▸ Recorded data
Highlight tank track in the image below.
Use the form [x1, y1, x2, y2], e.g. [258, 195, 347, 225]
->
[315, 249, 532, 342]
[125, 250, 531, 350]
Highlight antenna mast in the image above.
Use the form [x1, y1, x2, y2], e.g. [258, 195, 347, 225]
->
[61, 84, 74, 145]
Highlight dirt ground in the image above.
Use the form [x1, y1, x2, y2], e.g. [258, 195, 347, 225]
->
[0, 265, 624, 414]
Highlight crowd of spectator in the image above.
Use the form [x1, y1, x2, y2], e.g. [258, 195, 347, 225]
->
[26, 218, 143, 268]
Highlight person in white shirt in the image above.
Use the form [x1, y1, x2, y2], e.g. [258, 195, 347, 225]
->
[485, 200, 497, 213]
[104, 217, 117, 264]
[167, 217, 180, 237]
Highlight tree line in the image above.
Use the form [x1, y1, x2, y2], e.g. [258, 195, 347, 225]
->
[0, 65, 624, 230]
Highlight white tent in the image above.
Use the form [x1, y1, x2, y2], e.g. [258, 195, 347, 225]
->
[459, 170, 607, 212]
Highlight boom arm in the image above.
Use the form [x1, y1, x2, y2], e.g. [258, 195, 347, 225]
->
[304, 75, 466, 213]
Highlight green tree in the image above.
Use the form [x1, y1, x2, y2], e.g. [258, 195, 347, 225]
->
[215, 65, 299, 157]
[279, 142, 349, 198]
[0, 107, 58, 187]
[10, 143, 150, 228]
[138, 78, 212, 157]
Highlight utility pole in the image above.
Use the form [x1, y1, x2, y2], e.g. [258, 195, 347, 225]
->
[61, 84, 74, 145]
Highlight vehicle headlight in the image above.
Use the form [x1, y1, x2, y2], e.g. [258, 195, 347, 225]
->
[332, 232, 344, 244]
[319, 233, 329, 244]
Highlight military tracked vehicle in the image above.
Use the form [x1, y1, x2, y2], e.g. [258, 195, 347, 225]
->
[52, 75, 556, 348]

▸ Written exercise
Filter the listing above, retaining only the lines that contain the word "white", and reproduce each such line in full.

▸ Task answer
Highlight person in white shirt in the image above.
Highlight white tent in the image above.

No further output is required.